#### EXTRAIT FOURNI

Contribution Pour La Justice Economique: Un Nouveau Casse-Tête Pour Les Assureurs?
Depuis le 1er janvier 2025, les Tribunaux de commerce de Paris, Nanterre, Versailles, Marseille, Lyon, Le Havre, Limoges, Avignon, Auxerre, Saint-Brieuc, Nancy et Le Mans sont devenus, “à titre expérimental” pour une durée de quatre ans1, des Tribunaux des affaires économiques (“TAE”), en exécution de la loi n°2023-1059 du 20 novembre 2023 d’orientation et de programmation du Ministère de la justice 2023-2027.
Les TAE ont vocation à connaître du contentieux relevant traditionnellement des Tribunaux de commerce ainsi que de celui des entreprises et professionnels en difficulté quels que soient leur statut et leur activité, à l’exception des professions du droit visées à l’article L. 722-6-1 du Code de Commerce.
Sous peine d’irrecevabilité de leurs demandes, les justiciables agissant devant les TAE doivent s’acquitter au plus tard à la première audience d’une “contribution pour la justice économique”(“CJE“), venant accroître le coût des procédures.

########

### TRAVAIL DEMANDÉ
1. Dans l'extrait, quelles villes dont les tribunaux de commerce sont devenus des TAE ont un nom commençant par la lettre L ? Donnez-les toutes.
2. Recopiez à l'identique les lignes des données, en partant de leur toute première ligne et en vous arrêtant après celle qui contient "positive clicks: (183, 143)".
Ces données n'ont aucun rapport avec l'extrait.

#### DONNÉES FOURNIES

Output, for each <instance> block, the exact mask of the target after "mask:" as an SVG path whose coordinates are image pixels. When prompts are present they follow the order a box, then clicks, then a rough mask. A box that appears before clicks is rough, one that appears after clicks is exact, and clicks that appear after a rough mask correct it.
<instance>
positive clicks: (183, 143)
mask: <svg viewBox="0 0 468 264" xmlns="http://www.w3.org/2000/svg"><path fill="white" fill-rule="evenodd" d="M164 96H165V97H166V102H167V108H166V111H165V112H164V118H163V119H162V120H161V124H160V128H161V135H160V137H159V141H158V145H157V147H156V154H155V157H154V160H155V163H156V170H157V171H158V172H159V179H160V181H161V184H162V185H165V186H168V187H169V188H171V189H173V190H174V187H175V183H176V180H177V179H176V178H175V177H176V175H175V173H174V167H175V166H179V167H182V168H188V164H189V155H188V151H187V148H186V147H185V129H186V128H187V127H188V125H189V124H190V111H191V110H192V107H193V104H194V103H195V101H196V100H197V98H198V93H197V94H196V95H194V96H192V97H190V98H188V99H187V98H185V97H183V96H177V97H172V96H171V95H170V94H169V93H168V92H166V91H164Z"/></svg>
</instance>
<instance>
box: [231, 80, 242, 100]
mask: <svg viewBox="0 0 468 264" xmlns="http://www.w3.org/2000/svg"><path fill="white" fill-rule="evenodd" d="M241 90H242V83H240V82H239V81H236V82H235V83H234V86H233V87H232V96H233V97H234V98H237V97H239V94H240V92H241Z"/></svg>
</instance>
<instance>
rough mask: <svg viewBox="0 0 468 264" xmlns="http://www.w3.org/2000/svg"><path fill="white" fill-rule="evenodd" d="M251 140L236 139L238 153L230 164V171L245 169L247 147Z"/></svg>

########

### RÉPONSES PAR CONSIGNE
1. Lyon, Le Havre, Limoges, Le Mans

2.
Output, for each <instance> block, the exact mask of the target after "mask:" as an SVG path whose coordinates are image pixels. When prompts are present they follow the order a box, then clicks, then a rough mask. A box that appears before clicks is rough, one that appears after clicks is exact, and clicks that appear after a rough mask correct it.
<instance>
positive clicks: (183, 143)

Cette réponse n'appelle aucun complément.